■ **Aim**
Please count how many lines in the rows below contain the string "headlight", with case counting, and give only that number.

■ **Dataset rows**
= = =
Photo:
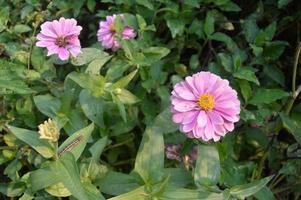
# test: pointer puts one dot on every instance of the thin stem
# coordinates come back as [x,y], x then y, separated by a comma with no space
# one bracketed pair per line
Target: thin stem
[295,67]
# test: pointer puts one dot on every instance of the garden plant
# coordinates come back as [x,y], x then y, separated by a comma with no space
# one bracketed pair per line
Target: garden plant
[150,99]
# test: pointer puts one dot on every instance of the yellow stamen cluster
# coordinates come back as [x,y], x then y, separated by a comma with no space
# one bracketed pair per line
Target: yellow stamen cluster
[206,102]
[49,131]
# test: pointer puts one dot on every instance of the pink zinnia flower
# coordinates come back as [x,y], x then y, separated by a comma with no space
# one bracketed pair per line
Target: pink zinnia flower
[107,33]
[60,37]
[205,106]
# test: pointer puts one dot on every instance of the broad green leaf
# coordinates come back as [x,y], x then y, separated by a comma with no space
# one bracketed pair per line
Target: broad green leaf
[222,37]
[126,97]
[58,190]
[176,26]
[265,96]
[246,190]
[230,7]
[283,3]
[265,194]
[88,55]
[93,107]
[175,193]
[97,148]
[150,161]
[209,24]
[21,28]
[95,66]
[273,50]
[146,3]
[123,82]
[245,89]
[45,176]
[76,143]
[137,194]
[292,126]
[69,175]
[275,73]
[32,139]
[94,83]
[246,74]
[116,183]
[17,86]
[179,177]
[163,122]
[207,170]
[156,52]
[47,104]
[92,192]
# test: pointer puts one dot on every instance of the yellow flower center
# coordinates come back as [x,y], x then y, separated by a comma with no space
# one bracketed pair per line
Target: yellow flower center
[206,101]
[112,27]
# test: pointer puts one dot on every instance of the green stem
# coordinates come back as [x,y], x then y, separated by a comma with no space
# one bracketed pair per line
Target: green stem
[295,67]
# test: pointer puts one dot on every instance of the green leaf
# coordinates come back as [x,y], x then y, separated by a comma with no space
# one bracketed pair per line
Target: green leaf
[123,82]
[146,3]
[283,3]
[21,28]
[47,104]
[32,139]
[245,89]
[156,53]
[275,73]
[93,107]
[218,36]
[246,74]
[230,7]
[69,175]
[116,183]
[176,193]
[292,126]
[126,97]
[150,161]
[89,54]
[207,170]
[76,143]
[209,24]
[97,148]
[273,50]
[17,86]
[265,96]
[244,191]
[95,66]
[94,83]
[176,26]
[137,194]
[45,176]
[265,194]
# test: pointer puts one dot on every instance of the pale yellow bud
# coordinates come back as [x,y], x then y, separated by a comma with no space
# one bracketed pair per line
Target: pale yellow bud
[49,131]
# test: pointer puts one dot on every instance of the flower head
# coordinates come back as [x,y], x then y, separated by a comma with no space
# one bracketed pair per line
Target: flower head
[60,37]
[107,33]
[205,106]
[49,131]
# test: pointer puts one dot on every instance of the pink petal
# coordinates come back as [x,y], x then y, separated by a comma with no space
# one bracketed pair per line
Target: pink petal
[63,54]
[202,119]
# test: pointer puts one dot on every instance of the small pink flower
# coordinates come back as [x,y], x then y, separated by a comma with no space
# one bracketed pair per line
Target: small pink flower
[107,33]
[205,106]
[60,37]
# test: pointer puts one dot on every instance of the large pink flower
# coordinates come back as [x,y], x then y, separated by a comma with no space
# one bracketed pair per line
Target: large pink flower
[60,37]
[205,106]
[107,33]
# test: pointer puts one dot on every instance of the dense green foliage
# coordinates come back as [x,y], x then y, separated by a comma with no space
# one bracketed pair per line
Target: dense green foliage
[113,107]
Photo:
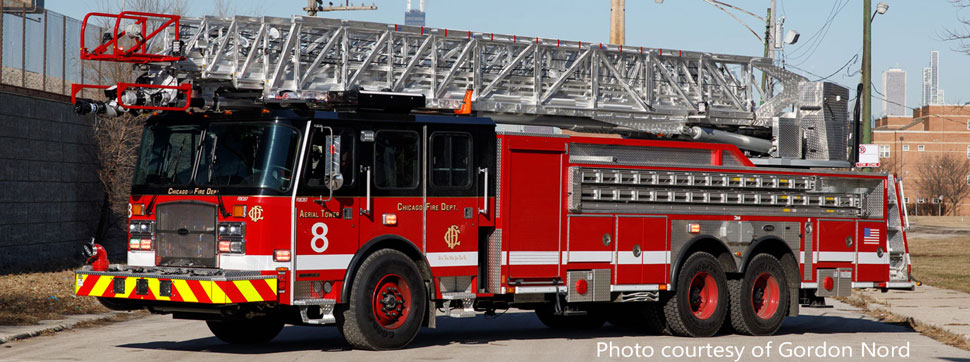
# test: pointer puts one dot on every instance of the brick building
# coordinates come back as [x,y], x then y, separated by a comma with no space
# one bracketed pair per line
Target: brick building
[905,142]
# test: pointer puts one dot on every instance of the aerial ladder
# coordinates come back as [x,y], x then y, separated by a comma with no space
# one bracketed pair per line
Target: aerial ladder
[217,64]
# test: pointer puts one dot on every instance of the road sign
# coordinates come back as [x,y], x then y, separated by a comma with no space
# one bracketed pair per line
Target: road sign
[868,156]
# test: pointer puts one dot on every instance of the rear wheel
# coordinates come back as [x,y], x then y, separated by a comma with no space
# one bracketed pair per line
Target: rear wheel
[591,320]
[759,301]
[698,307]
[247,331]
[387,303]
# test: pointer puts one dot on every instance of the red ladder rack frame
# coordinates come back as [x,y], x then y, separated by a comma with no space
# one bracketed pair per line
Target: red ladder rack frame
[138,53]
[185,89]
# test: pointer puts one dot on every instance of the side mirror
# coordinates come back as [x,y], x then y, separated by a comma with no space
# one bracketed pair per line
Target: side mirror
[332,177]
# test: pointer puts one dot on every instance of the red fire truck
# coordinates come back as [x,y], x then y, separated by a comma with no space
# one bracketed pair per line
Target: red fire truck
[273,189]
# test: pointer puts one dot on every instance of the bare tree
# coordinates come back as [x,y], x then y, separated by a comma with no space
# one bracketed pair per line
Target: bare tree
[117,138]
[944,176]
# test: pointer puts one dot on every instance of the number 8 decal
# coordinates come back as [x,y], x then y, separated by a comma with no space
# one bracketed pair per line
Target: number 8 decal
[318,236]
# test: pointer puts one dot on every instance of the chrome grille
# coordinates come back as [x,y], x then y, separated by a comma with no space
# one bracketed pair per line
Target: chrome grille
[186,234]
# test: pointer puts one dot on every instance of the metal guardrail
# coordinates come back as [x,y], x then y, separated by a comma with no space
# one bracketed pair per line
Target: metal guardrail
[41,52]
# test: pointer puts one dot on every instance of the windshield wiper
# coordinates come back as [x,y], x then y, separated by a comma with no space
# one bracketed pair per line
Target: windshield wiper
[212,158]
[178,158]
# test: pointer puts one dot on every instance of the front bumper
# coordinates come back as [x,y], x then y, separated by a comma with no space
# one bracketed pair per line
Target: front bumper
[175,288]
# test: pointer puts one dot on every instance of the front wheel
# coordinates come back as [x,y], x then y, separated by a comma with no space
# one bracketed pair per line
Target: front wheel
[387,303]
[698,307]
[759,301]
[247,331]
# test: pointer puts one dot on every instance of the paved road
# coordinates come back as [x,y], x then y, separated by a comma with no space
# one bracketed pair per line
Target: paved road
[513,336]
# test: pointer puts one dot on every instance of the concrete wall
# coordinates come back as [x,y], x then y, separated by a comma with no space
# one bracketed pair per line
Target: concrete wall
[50,196]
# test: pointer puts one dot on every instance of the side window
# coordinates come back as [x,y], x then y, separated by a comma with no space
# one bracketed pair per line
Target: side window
[451,161]
[316,163]
[396,160]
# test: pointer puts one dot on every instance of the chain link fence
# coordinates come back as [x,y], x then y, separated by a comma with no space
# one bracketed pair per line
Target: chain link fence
[41,51]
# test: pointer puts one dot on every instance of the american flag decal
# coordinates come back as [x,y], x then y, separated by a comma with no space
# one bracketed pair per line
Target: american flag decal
[870,236]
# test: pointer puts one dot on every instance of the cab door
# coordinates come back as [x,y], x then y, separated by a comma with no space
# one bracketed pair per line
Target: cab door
[453,201]
[326,211]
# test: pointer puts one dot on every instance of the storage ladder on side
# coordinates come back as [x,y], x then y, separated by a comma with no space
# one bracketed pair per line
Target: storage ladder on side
[897,221]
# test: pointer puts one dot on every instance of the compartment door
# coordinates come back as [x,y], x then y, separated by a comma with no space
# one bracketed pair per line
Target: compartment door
[535,203]
[872,257]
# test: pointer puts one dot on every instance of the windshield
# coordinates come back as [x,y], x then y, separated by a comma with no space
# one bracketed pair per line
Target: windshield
[231,154]
[167,154]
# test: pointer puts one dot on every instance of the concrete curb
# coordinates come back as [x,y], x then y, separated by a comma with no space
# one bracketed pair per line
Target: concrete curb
[878,302]
[12,333]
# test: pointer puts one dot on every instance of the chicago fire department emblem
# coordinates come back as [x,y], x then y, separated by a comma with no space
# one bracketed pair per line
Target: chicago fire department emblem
[451,237]
[256,213]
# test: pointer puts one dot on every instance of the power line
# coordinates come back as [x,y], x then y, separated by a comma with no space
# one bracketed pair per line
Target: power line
[815,41]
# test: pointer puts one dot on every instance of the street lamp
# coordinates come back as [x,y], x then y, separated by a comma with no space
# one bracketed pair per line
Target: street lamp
[881,8]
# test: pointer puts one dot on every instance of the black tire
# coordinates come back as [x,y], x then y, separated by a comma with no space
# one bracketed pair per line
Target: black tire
[547,316]
[248,331]
[758,304]
[640,317]
[400,281]
[701,278]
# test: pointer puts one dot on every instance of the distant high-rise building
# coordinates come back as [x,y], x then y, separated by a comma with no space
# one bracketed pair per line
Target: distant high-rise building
[927,87]
[894,89]
[414,17]
[935,77]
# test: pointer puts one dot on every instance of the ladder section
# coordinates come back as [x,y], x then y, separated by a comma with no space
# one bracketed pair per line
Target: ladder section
[895,231]
[644,89]
[605,190]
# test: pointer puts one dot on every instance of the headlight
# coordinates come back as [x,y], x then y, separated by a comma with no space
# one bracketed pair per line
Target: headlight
[232,229]
[140,227]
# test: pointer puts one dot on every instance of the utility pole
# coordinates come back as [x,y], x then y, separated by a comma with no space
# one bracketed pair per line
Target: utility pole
[769,45]
[866,72]
[618,22]
[770,37]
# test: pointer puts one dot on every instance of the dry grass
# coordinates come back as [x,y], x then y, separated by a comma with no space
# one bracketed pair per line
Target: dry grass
[942,262]
[864,302]
[944,221]
[31,297]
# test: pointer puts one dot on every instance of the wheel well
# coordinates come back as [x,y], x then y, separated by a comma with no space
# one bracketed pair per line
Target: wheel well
[781,251]
[386,242]
[708,244]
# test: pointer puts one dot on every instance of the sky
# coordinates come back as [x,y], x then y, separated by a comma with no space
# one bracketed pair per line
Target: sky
[830,46]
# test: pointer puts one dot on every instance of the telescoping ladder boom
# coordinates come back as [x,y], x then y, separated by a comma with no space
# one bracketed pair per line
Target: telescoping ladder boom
[513,79]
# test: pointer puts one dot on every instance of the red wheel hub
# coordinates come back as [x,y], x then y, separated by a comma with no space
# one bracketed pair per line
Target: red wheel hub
[765,295]
[392,299]
[703,295]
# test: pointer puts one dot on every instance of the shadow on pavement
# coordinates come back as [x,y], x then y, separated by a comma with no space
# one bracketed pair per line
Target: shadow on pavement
[508,327]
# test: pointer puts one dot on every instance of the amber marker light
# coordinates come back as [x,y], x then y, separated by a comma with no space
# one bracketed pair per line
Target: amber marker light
[281,255]
[694,228]
[389,219]
[239,211]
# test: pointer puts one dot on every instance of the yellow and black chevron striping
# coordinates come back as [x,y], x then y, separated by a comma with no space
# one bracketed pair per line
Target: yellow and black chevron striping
[177,290]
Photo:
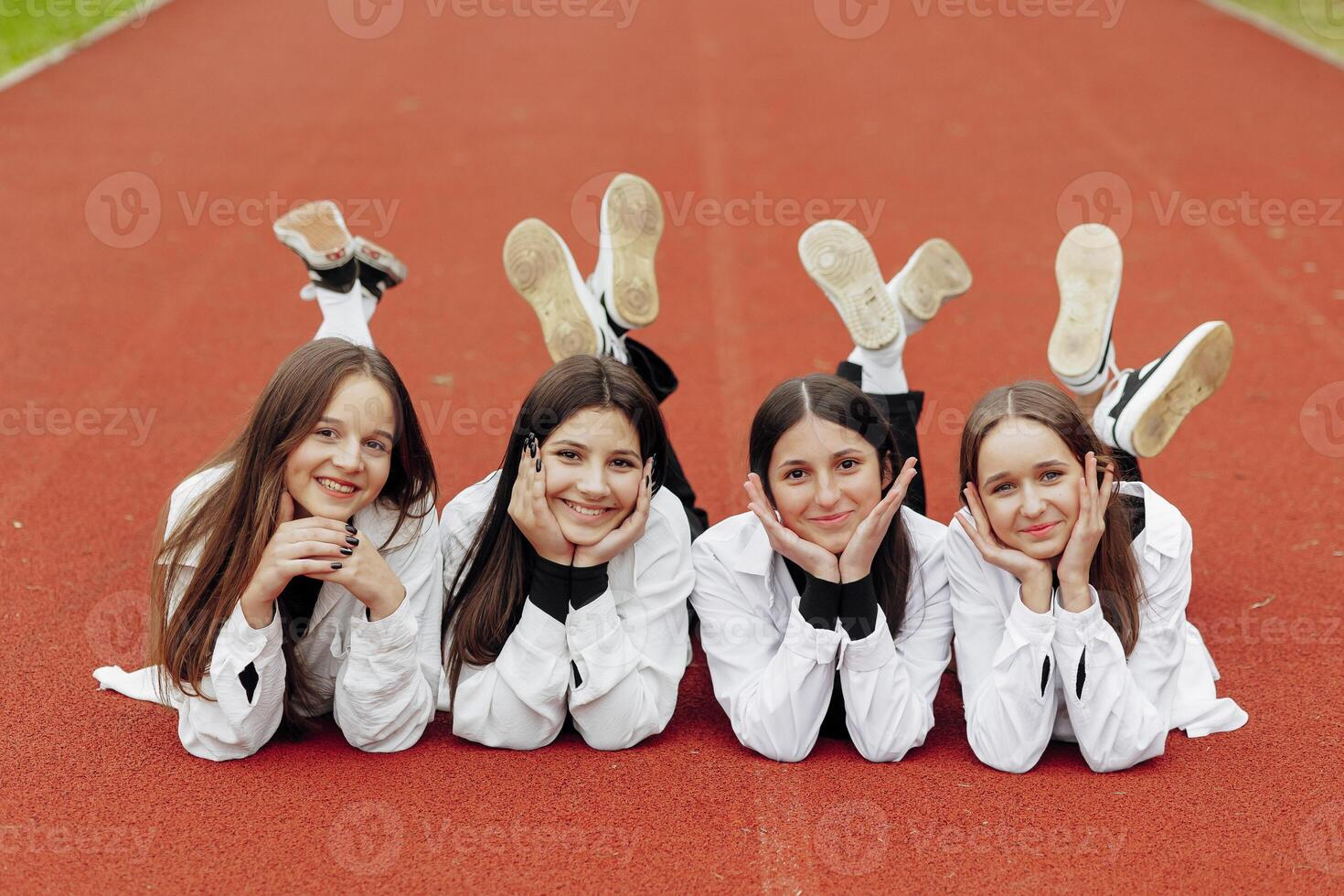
= = =
■ **The answer**
2